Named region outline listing
* BEGIN *

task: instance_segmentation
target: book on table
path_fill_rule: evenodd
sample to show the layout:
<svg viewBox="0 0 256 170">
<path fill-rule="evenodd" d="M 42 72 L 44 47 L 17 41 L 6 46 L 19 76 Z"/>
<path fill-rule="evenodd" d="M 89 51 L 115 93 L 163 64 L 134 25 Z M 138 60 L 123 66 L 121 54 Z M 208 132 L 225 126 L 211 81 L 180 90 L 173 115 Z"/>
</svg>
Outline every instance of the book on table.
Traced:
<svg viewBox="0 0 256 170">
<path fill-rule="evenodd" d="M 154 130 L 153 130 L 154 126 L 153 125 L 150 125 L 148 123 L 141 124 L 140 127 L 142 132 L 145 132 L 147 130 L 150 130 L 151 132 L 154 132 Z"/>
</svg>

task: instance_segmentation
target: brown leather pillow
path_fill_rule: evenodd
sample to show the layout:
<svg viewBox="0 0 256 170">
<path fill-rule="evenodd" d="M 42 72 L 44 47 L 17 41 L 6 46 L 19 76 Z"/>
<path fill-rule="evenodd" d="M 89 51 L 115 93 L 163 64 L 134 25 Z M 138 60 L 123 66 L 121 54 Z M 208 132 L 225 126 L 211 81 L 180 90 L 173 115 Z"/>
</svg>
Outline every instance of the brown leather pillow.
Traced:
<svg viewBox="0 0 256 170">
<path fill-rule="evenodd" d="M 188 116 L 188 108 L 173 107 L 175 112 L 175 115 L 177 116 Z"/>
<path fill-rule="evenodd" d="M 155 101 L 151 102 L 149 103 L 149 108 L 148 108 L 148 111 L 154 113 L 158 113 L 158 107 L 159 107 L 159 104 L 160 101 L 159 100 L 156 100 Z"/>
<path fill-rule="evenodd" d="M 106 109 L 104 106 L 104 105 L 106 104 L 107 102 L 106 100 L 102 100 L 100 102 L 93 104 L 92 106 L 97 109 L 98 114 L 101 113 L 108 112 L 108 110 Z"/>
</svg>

* END *

Put every line of the listing above into a JSON list of strings, with one string per line and blank lines omitted.

[
  "task: instance_segmentation",
  "target: book on table",
  "path_fill_rule: evenodd",
  "sample to show the layout:",
  "<svg viewBox=\"0 0 256 170\">",
  "<path fill-rule=\"evenodd\" d=\"M 42 72 L 44 47 L 17 41 L 6 46 L 19 76 Z\"/>",
  "<path fill-rule=\"evenodd\" d=\"M 89 51 L 115 93 L 163 64 L 134 25 Z M 138 60 L 123 66 L 121 54 Z M 208 132 L 225 126 L 211 81 L 180 90 L 173 115 Z\"/>",
  "</svg>",
  "Outline every instance of the book on table.",
  "Traced:",
  "<svg viewBox=\"0 0 256 170\">",
  "<path fill-rule=\"evenodd\" d=\"M 154 130 L 153 130 L 154 126 L 153 125 L 150 125 L 148 123 L 141 124 L 140 127 L 142 132 L 145 132 L 147 130 L 150 130 L 151 132 L 154 132 Z\"/>",
  "</svg>",
  "task: instance_segmentation",
  "target: brown leather pillow",
  "path_fill_rule: evenodd",
  "sample to show the layout:",
  "<svg viewBox=\"0 0 256 170\">",
  "<path fill-rule=\"evenodd\" d=\"M 42 72 L 44 47 L 17 41 L 6 46 L 19 76 Z\"/>",
  "<path fill-rule=\"evenodd\" d=\"M 89 51 L 115 93 L 163 64 L 134 25 Z M 138 60 L 123 66 L 121 54 Z M 208 132 L 225 126 L 211 81 L 180 90 L 173 115 Z\"/>",
  "</svg>",
  "Outline every instance of the brown leather pillow.",
  "Traced:",
  "<svg viewBox=\"0 0 256 170\">",
  "<path fill-rule=\"evenodd\" d=\"M 188 116 L 188 108 L 173 107 L 175 112 L 175 115 L 177 116 Z\"/>",
  "<path fill-rule=\"evenodd\" d=\"M 155 101 L 151 102 L 149 103 L 149 108 L 148 108 L 148 111 L 154 113 L 158 113 L 158 107 L 159 107 L 159 104 L 160 101 L 159 100 L 156 100 Z\"/>",
  "<path fill-rule=\"evenodd\" d=\"M 106 109 L 104 106 L 104 105 L 106 104 L 107 102 L 106 100 L 102 100 L 100 102 L 93 104 L 92 106 L 97 109 L 98 114 L 101 113 L 108 112 L 108 110 Z\"/>",
  "</svg>"
]